--- START Material for the task ---

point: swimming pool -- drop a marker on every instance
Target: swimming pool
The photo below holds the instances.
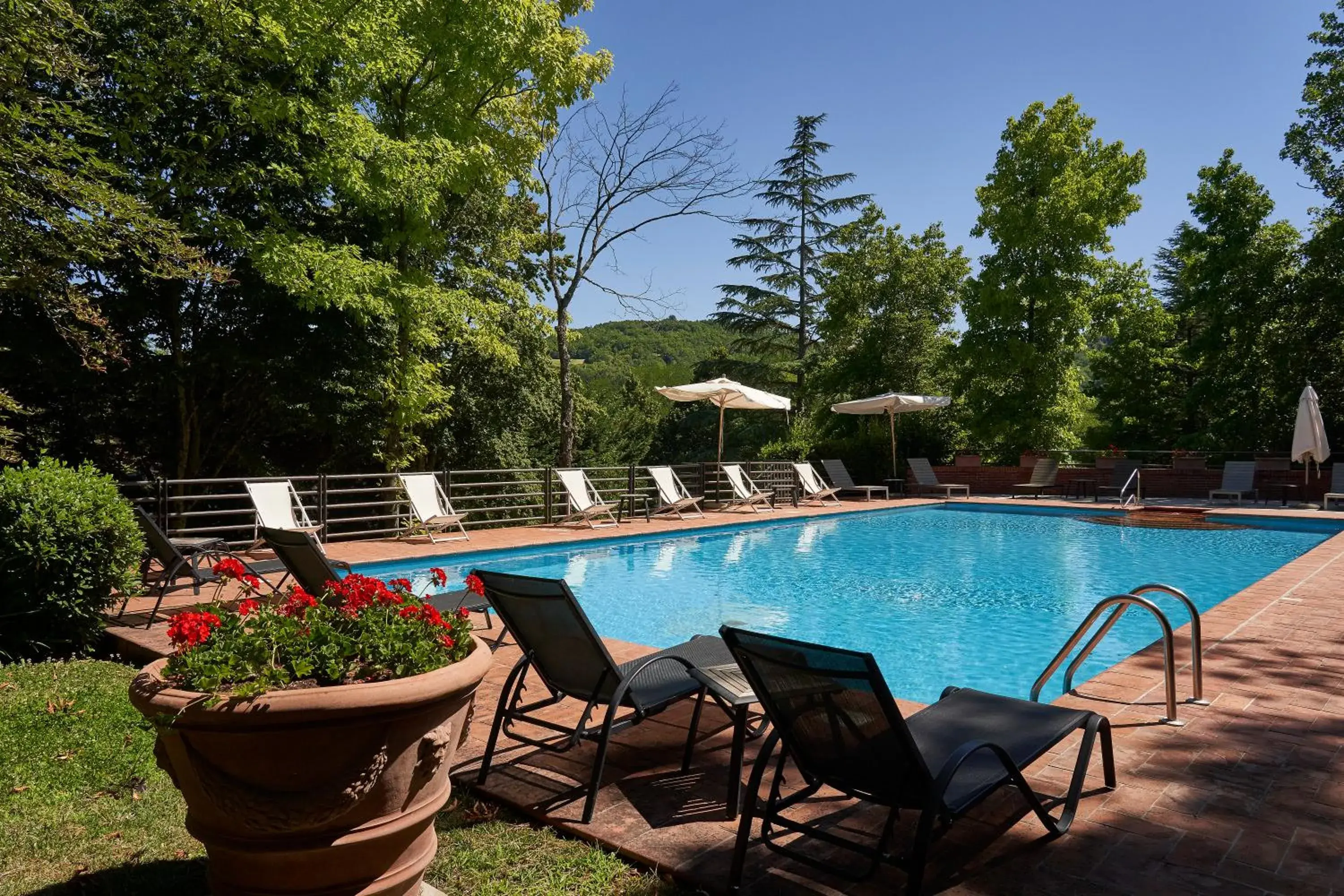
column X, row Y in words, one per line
column 976, row 595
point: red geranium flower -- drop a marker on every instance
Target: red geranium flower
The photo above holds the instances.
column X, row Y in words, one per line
column 229, row 569
column 190, row 629
column 299, row 603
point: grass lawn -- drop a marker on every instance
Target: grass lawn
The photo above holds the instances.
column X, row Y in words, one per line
column 85, row 810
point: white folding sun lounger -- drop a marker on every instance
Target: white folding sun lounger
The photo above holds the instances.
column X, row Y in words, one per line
column 672, row 495
column 276, row 505
column 745, row 493
column 584, row 500
column 1336, row 492
column 432, row 508
column 1238, row 482
column 814, row 489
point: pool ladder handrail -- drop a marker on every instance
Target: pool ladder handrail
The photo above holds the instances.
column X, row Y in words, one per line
column 1136, row 477
column 1119, row 603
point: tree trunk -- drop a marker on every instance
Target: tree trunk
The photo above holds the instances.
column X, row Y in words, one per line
column 803, row 306
column 562, row 347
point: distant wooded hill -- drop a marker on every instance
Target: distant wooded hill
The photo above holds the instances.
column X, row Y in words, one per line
column 655, row 353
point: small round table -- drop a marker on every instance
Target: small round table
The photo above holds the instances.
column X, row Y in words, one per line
column 631, row 497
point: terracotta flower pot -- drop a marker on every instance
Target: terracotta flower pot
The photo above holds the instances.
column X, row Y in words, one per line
column 324, row 792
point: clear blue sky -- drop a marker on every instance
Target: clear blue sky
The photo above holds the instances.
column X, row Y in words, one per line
column 918, row 93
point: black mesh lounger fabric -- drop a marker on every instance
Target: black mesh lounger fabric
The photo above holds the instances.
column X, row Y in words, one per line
column 1023, row 728
column 666, row 681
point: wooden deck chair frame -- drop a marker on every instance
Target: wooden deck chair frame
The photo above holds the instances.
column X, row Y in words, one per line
column 745, row 492
column 431, row 508
column 264, row 499
column 814, row 488
column 674, row 496
column 588, row 504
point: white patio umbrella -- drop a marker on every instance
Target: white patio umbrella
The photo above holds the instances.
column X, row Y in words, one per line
column 893, row 404
column 1310, row 443
column 726, row 393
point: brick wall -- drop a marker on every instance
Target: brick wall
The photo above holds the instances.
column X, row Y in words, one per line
column 1159, row 482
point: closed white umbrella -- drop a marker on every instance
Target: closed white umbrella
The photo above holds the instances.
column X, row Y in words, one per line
column 893, row 404
column 1310, row 443
column 726, row 393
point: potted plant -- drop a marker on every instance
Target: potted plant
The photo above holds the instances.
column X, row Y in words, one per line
column 1107, row 460
column 1187, row 461
column 312, row 738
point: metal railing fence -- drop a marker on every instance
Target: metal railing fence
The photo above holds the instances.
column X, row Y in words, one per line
column 361, row 505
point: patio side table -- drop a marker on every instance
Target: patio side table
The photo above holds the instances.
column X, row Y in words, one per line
column 730, row 688
column 1080, row 488
column 631, row 497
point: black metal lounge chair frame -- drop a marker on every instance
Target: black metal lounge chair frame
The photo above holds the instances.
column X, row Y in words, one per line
column 624, row 695
column 935, row 808
column 303, row 558
column 181, row 558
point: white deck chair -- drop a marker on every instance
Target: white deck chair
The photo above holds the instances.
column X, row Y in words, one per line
column 814, row 489
column 432, row 508
column 1336, row 492
column 1238, row 482
column 584, row 500
column 672, row 495
column 745, row 493
column 276, row 504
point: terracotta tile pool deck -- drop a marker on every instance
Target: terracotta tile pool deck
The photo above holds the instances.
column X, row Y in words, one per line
column 1246, row 798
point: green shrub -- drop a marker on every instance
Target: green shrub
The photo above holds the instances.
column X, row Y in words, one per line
column 68, row 539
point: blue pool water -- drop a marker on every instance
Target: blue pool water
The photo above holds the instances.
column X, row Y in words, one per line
column 940, row 595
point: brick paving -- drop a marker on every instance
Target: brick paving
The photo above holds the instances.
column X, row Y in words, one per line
column 1246, row 798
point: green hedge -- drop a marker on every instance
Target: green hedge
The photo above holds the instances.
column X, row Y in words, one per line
column 68, row 539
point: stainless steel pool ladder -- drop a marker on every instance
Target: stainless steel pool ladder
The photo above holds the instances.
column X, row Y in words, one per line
column 1119, row 603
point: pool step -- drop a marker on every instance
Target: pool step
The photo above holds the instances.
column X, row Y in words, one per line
column 1164, row 519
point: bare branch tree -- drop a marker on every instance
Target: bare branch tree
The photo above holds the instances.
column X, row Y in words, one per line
column 608, row 178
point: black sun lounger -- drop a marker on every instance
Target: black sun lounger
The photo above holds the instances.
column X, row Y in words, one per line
column 831, row 712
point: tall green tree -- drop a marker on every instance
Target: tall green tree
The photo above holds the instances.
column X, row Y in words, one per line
column 1316, row 143
column 1047, row 209
column 64, row 211
column 886, row 326
column 1232, row 275
column 1137, row 374
column 776, row 318
column 889, row 310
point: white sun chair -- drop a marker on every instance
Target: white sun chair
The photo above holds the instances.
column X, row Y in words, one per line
column 840, row 477
column 745, row 493
column 432, row 508
column 814, row 489
column 276, row 505
column 928, row 481
column 584, row 500
column 1238, row 482
column 672, row 495
column 1336, row 492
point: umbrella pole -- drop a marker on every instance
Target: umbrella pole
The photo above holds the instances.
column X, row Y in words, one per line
column 721, row 440
column 892, row 418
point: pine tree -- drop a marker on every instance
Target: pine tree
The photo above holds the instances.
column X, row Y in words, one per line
column 773, row 319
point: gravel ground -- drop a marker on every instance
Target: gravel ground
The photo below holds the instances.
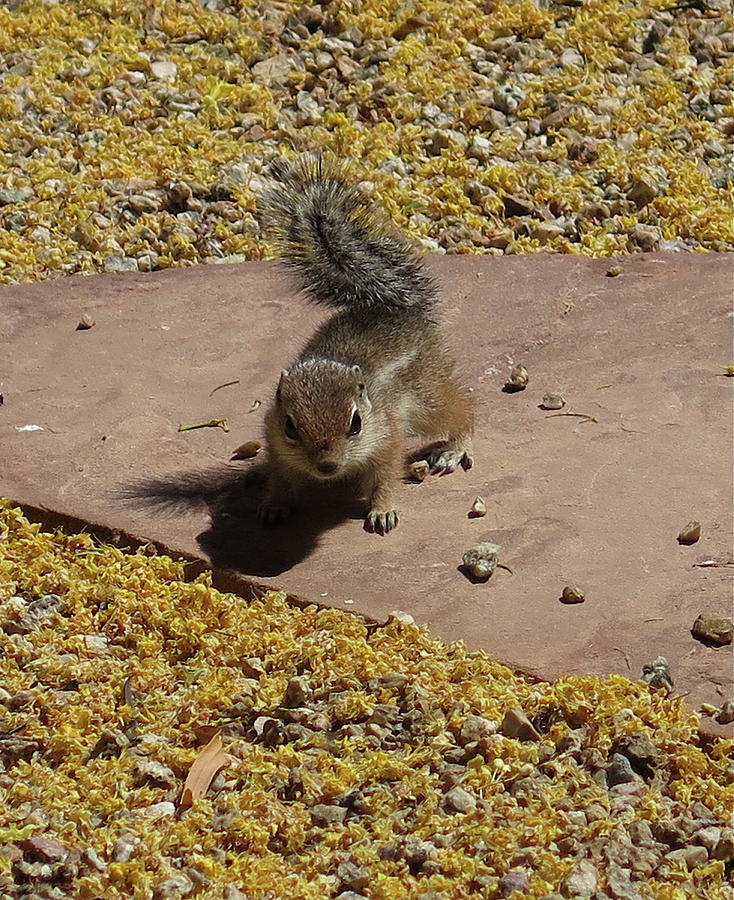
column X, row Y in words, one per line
column 133, row 134
column 361, row 761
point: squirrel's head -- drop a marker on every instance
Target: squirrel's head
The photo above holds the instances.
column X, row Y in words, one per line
column 321, row 417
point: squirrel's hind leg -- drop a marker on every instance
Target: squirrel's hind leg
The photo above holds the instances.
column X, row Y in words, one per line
column 449, row 414
column 277, row 502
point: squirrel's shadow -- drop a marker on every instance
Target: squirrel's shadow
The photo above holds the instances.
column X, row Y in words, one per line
column 236, row 540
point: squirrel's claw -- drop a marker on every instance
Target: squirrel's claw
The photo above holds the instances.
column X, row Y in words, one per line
column 380, row 522
column 447, row 461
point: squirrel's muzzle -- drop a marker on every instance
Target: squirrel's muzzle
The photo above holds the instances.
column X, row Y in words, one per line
column 326, row 467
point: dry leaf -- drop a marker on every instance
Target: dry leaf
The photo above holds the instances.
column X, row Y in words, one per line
column 201, row 774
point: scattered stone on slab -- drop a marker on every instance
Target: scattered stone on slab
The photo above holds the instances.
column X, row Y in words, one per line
column 657, row 674
column 248, row 450
column 85, row 323
column 711, row 628
column 552, row 401
column 482, row 559
column 518, row 379
column 690, row 533
column 572, row 594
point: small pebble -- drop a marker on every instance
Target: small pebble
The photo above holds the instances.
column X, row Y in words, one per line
column 481, row 559
column 248, row 450
column 517, row 725
column 460, row 800
column 713, row 629
column 552, row 401
column 85, row 322
column 572, row 594
column 657, row 674
column 518, row 379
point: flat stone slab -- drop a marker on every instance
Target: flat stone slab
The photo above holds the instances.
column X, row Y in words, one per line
column 594, row 502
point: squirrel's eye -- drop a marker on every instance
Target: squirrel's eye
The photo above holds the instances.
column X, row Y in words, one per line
column 290, row 429
column 355, row 426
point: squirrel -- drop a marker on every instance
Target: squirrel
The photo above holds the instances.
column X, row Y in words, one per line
column 375, row 372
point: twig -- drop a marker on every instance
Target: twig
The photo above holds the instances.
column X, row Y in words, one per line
column 226, row 384
column 574, row 415
column 212, row 423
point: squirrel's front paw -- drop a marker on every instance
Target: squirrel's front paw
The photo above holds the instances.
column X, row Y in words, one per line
column 444, row 462
column 380, row 521
column 272, row 514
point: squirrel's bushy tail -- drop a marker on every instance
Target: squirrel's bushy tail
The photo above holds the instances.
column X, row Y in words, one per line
column 344, row 250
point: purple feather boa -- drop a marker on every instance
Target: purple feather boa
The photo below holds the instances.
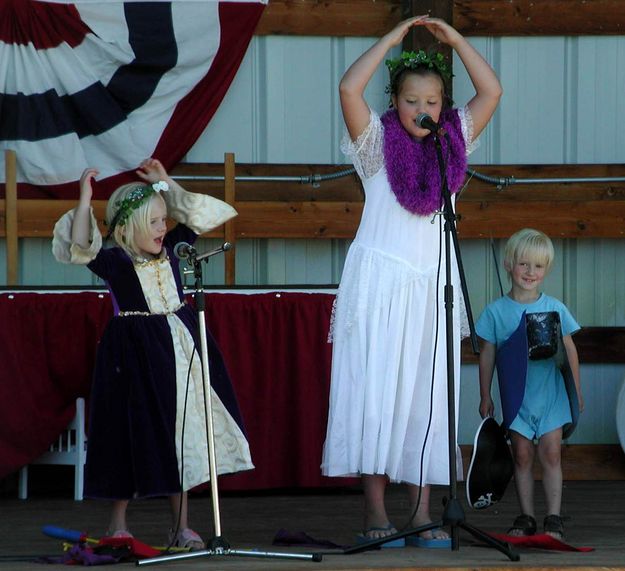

--- END Material for the task ---

▶ [Challenge]
Please return the lines of the listing above, starting at the line containing "point: distant wooded" and ending at the line containing "column 918, row 93", both included, reproduced exactly.

▶ [Answer to this task]
point: distant wooded hill -- drop a marker on every instance
Target: distant wooded hill
The photo above holds the instances.
column X, row Y in words, one per line
column 655, row 353
point: small round table -- drop a marker on every instance
Target: small round table
The photo above holds the instances.
column X, row Y in words, one per line
column 631, row 497
point: terracotta flower pot -- drop a marker on every instance
Target: terracotta flower pot
The photo above holds the instances.
column X, row Y in words, one per line
column 324, row 792
point: clear blue sky -- drop a marker on every instance
Target: clear blue sky
The photo above holds the instances.
column X, row Y in words, one per line
column 918, row 93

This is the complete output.